__Try it__: Wherever the word "glass" appears in a line below, that line counts; report the total number of such lines only.

__Supplied data__:
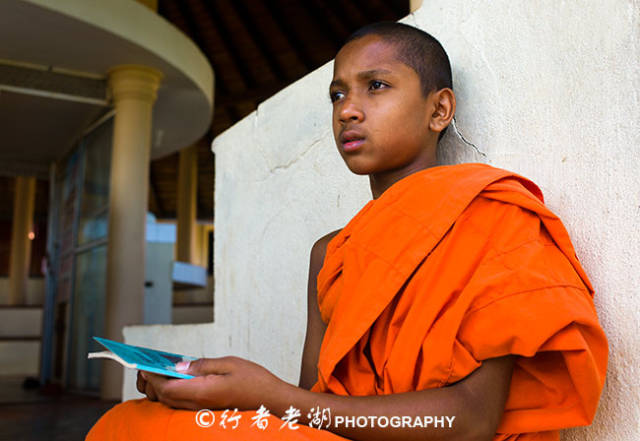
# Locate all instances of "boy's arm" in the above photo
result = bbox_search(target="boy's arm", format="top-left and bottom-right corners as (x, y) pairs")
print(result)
(146, 353), (513, 441)
(143, 228), (514, 440)
(277, 355), (513, 441)
(299, 230), (341, 390)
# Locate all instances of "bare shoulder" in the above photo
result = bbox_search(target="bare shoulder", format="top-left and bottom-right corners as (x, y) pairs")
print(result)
(310, 229), (342, 264)
(299, 228), (342, 389)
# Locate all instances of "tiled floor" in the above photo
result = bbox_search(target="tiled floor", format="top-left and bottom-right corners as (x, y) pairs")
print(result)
(0, 376), (118, 441)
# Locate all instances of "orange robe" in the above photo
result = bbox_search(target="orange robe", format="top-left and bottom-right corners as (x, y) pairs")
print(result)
(86, 398), (345, 440)
(87, 163), (607, 441)
(311, 163), (607, 440)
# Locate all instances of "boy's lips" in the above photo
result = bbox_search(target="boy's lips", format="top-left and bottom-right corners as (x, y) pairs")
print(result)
(340, 130), (366, 152)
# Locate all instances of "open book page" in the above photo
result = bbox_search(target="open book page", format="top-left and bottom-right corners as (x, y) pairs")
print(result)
(88, 336), (197, 379)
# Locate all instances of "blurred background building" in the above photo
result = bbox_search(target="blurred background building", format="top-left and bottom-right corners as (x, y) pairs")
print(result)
(0, 0), (407, 405)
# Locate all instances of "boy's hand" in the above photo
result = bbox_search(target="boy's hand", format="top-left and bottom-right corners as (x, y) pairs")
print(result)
(136, 370), (159, 401)
(137, 356), (285, 411)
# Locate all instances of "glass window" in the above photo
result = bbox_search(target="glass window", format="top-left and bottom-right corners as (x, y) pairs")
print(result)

__Answer box__: 2